Given instruction:
Repeat the entries that follow verbatim, without any of their pictures.

══════════════════════════════

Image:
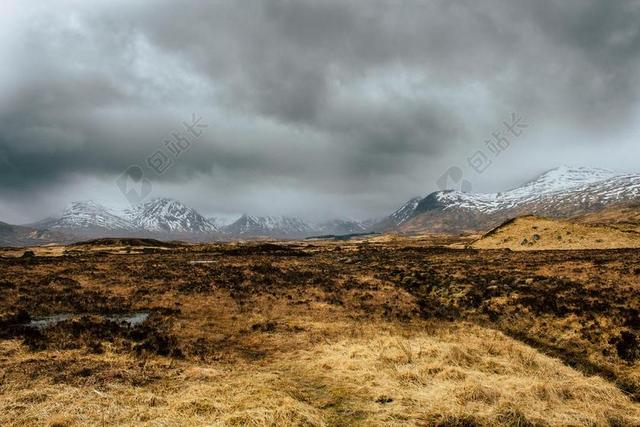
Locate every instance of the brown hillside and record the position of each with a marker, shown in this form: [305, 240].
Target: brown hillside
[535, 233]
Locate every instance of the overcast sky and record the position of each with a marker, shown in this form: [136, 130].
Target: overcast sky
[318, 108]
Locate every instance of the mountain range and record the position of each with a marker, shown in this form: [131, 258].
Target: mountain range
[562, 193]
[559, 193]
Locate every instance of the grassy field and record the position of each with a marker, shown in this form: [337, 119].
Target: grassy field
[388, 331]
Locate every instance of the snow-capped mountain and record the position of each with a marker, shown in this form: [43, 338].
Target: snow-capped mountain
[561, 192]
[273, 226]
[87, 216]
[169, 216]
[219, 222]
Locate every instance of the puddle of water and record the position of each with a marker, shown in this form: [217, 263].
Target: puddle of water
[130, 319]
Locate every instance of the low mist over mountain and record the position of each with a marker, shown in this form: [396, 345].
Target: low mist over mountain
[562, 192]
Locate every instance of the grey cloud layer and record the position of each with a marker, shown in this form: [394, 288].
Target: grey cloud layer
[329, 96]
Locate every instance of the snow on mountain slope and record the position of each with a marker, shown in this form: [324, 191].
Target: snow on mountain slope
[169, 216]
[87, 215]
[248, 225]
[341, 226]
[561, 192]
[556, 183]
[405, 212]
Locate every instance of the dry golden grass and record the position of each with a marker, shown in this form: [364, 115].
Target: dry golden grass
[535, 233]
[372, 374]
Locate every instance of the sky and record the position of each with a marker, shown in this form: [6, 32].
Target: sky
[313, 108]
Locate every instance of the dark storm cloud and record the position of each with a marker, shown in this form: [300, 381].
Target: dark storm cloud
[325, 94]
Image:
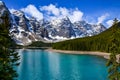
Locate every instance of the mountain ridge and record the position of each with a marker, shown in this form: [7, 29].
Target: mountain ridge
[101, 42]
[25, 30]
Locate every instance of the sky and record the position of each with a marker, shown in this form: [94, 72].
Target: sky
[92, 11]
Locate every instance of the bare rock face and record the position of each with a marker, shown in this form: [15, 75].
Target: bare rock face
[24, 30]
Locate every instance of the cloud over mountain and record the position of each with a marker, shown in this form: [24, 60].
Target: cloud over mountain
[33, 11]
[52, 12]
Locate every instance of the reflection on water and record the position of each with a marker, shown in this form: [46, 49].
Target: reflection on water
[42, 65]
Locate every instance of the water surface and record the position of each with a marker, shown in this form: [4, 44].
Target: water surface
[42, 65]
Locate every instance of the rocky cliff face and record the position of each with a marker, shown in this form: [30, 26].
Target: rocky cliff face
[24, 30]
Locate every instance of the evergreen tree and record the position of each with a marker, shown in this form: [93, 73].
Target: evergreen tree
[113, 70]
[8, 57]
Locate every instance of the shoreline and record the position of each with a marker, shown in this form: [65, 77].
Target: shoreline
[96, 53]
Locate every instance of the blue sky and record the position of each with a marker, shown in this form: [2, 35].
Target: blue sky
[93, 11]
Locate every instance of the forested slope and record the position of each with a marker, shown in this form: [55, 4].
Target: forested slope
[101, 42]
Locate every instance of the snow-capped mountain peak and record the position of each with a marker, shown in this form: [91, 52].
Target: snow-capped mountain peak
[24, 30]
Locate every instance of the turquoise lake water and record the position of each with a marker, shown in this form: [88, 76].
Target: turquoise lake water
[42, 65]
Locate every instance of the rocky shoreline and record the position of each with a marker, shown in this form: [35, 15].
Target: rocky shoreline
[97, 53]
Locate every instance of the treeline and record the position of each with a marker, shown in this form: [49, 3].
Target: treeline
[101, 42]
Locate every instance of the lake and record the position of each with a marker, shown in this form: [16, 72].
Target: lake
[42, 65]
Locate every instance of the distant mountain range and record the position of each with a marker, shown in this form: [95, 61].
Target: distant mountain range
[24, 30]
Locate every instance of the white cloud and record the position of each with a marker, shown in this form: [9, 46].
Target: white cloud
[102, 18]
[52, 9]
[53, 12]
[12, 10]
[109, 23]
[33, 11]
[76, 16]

══════════════════════════════

Exercise response:
Image:
Locate every instance of the brown hillside and record the position of each with a marker, shown in this form: [305, 240].
Target: brown hillside
[535, 233]
Locate every instance of the overcast sky and record the position of each with a marker, shown in this form: [136, 130].
Target: overcast sky
[318, 108]
Locate every instance of the mountain range and record the position of each with a marker, shown in this form: [131, 258].
Target: mountain range
[562, 193]
[559, 193]
Locate every instance of the grassy field and record the position of each with a marker, shown in this form: [337, 119].
Target: grassy field
[388, 331]
Locate every instance of the snow-capped mountain and record the position of each with a marker, shown in this form: [43, 338].
Target: snow-capped mountain
[561, 192]
[273, 226]
[87, 216]
[169, 216]
[219, 222]
Locate every instance of the puddle of water and record the position of each with a marker, shown in this form: [217, 263].
Target: puddle of water
[130, 319]
Locate every instance of the low mist over mountain and record the position of each with a marker, shown in this form: [396, 345].
Target: low mist over mountain
[562, 192]
Locate every instance of the grey cloud layer and record the position of each with a marker, shown in this form: [394, 288].
Target: grey cloud layer
[329, 96]
Locate every instance of the snow on mountain slope and record the position of each with a marker, shown in this form: [324, 191].
Target: snow on mountain slope
[169, 216]
[87, 215]
[248, 225]
[341, 226]
[561, 192]
[556, 183]
[405, 212]
Locate every instance of the dry golden grass and record the position of each with a marker, shown in this form: [364, 115].
Target: dry golden grass
[535, 233]
[372, 374]
Locate every instance of the sky and record the position of each with a marker, shown in this form: [6, 32].
Target: sky
[313, 108]
Locate every instance of the dark storm cloud and record the position of each with a marker, shown in this form: [300, 381].
Target: dark storm cloud
[325, 94]
Image:
Locate every instance of the mountain ridge and record the position of each with a marker, shown in this form: [7, 29].
Target: mountain ridge
[101, 42]
[25, 30]
Locate every instance of the sky and record the position of each with a marker, shown in this form: [94, 72].
Target: sky
[92, 11]
Locate every instance of the bare rock face and record the position of each with a marker, shown in this form: [15, 75].
Target: bare rock face
[24, 30]
Locate every instance of the cloud over mountain and record the position of each with a marker, shown in this form: [24, 60].
Target: cloud over mountain
[33, 11]
[52, 12]
Locate every instance of the reflection on water and record the position of each with a marker, shown in this form: [46, 49].
Target: reflection on water
[42, 65]
Locate every instance of the water surface and record the position of each with a marker, shown in this form: [4, 44].
Target: water surface
[42, 65]
Locate every instance of the rocky cliff face and record the position of each with a marker, shown in this form: [30, 26].
Target: rocky cliff face
[24, 30]
Locate every instance of the evergreen tree and record the position of each with a marker, shown in this form: [93, 73].
Target: evergreen tree
[113, 70]
[8, 57]
Locate every instance of the shoreline and record the position of each with a marker, shown in this form: [65, 77].
Target: shoreline
[96, 53]
Locate every instance of the blue sky and record the position of each with a marker, shown in this form: [2, 35].
Target: blue sky
[93, 11]
Locate every instance of the forested slope and record the position of each with a marker, shown in this form: [55, 4].
Target: forested slope
[101, 42]
Locate every instance of the snow-capped mountain peak and record the position of each with a marker, shown in this form: [91, 52].
Target: snow-capped mountain peak
[24, 30]
Locate every instance of the turquoise lake water and record the position of each with a marker, shown in this form: [88, 76].
Target: turquoise lake water
[42, 65]
Locate every instance of the rocky shoreline and record the position of each with a marker, shown in this form: [35, 15].
Target: rocky shoreline
[97, 53]
Locate every instance of the treeline and record the position of each with a marker, shown in this form: [49, 3].
Target: treeline
[101, 42]
Locate every instance of the lake and record the position of each with a marker, shown in this form: [16, 72].
Target: lake
[42, 65]
Locate every instance of the distant mountain range and record the position of each with a marker, shown in this form: [95, 61].
Target: distant mountain range
[24, 30]
Locate every instance of the white cloud and record the position of each with a marker, shown in this form: [9, 46].
Target: white cloud
[102, 18]
[52, 9]
[53, 12]
[12, 10]
[109, 23]
[33, 11]
[76, 16]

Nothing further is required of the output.